Copy out every item below word for word, leaving out the pictures.

── DATA LINES

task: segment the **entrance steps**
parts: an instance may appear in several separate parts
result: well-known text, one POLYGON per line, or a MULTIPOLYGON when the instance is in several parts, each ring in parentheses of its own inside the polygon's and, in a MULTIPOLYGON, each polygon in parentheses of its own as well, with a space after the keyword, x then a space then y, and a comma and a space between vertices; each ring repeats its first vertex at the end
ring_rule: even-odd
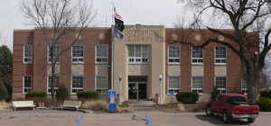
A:
POLYGON ((154 111, 155 103, 153 101, 127 101, 127 104, 135 109, 135 111, 154 111))

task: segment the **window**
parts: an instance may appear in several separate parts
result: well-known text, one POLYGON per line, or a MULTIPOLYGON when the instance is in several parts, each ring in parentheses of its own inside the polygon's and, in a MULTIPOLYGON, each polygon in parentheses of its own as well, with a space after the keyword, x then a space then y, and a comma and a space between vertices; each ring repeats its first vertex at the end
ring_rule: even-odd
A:
POLYGON ((31 76, 23 76, 23 94, 32 91, 32 77, 31 76))
POLYGON ((203 77, 202 76, 192 76, 192 88, 193 93, 202 94, 203 93, 203 77))
POLYGON ((23 63, 32 63, 33 60, 33 46, 25 44, 23 46, 23 63))
POLYGON ((181 91, 181 77, 180 76, 169 76, 168 77, 169 84, 169 93, 173 92, 173 94, 177 94, 181 91))
POLYGON ((203 63, 203 50, 201 47, 192 47, 192 64, 203 63))
POLYGON ((108 92, 108 76, 96 76, 96 91, 99 93, 108 92))
POLYGON ((108 45, 96 46, 96 62, 97 63, 108 62, 108 45))
POLYGON ((72 46, 72 63, 84 62, 84 46, 72 46))
POLYGON ((83 84, 84 84, 83 76, 72 76, 71 93, 75 94, 77 92, 83 91, 84 89, 83 84))
POLYGON ((248 94, 247 84, 246 84, 246 80, 244 78, 241 79, 241 92, 243 94, 248 94))
POLYGON ((50 47, 48 46, 47 52, 48 52, 47 54, 48 63, 51 63, 52 61, 54 61, 54 63, 59 62, 59 53, 61 52, 60 46, 55 45, 51 47, 51 50, 50 50, 50 47), (51 57, 51 51, 52 52, 52 58, 51 57))
POLYGON ((181 46, 170 45, 168 46, 168 62, 180 63, 181 46))
POLYGON ((227 82, 225 76, 216 77, 216 87, 220 94, 227 92, 227 82))
POLYGON ((216 47, 216 64, 226 64, 227 63, 227 51, 225 47, 216 47))
POLYGON ((48 87, 47 87, 47 93, 51 94, 51 86, 52 85, 52 81, 54 81, 54 91, 59 89, 59 86, 60 86, 60 77, 59 76, 54 76, 54 79, 51 76, 50 76, 48 77, 48 87))
POLYGON ((149 46, 147 45, 128 45, 129 63, 147 63, 149 46))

────

RESPONSE FOR THIS EXERCISE:
task: segment the **entrance steps**
parts: an instance may appear in several separate parts
result: well-known text, one POLYGON per line, or a MULTIPOLYGON when the instance is in several parts, each ring in parentheses of its own inside the polygon's and, in a MULTIPOLYGON, each polygon in parentheses of its own as well, with a space after the keyword, x then a space then y, and a comma and a space between vertices; each ring repeats its first vertex at the end
ring_rule: even-odd
A:
POLYGON ((154 111, 155 103, 153 101, 127 101, 127 104, 135 109, 135 111, 154 111))

task: segment the **window**
parts: an instance may appear in several separate parts
result: well-known text, one POLYGON per line, or a MULTIPOLYGON when the instance is in several parts, each ring in parentheses of its own inside the polygon's and, in a MULTIPOLYGON, each polygon in parentheses of its own as well, with a space after the keyword, x then a space then y, and a comma and a space between vertices; each ring repeats its first vertex at the end
ring_rule: even-odd
A:
POLYGON ((31 76, 23 76, 23 94, 32 91, 32 77, 31 76))
POLYGON ((203 77, 202 76, 192 76, 192 88, 193 93, 202 94, 203 93, 203 77))
POLYGON ((23 63, 32 63, 33 60, 33 46, 25 44, 23 46, 23 63))
POLYGON ((181 91, 181 77, 180 76, 169 76, 168 77, 169 84, 169 93, 173 92, 173 94, 177 94, 181 91))
POLYGON ((203 63, 203 50, 201 47, 192 47, 192 64, 203 63))
POLYGON ((108 92, 108 76, 96 76, 96 91, 99 93, 108 92))
POLYGON ((108 45, 96 46, 96 62, 97 63, 108 62, 108 45))
POLYGON ((72 46, 72 63, 84 62, 84 46, 72 46))
POLYGON ((83 84, 84 84, 83 76, 72 76, 71 93, 75 94, 77 92, 83 91, 84 89, 83 84))
POLYGON ((248 94, 247 84, 246 84, 246 80, 244 78, 241 79, 241 92, 243 94, 248 94))
POLYGON ((50 47, 48 46, 47 52, 48 52, 47 54, 48 63, 51 63, 52 61, 54 61, 54 63, 59 62, 59 53, 61 52, 60 46, 55 45, 51 47, 51 50, 50 50, 50 47), (51 57, 51 51, 52 52, 52 58, 51 57))
POLYGON ((181 46, 170 45, 168 46, 168 62, 180 63, 181 46))
POLYGON ((227 82, 225 76, 216 77, 216 87, 220 94, 227 92, 227 82))
POLYGON ((216 47, 216 64, 226 64, 227 63, 227 51, 225 47, 216 47))
POLYGON ((48 87, 47 87, 47 93, 51 94, 51 86, 52 85, 52 81, 54 81, 54 91, 59 89, 59 86, 60 86, 60 77, 59 76, 54 76, 54 79, 51 76, 50 76, 48 77, 48 87))
POLYGON ((149 46, 147 45, 128 45, 129 63, 147 63, 149 46))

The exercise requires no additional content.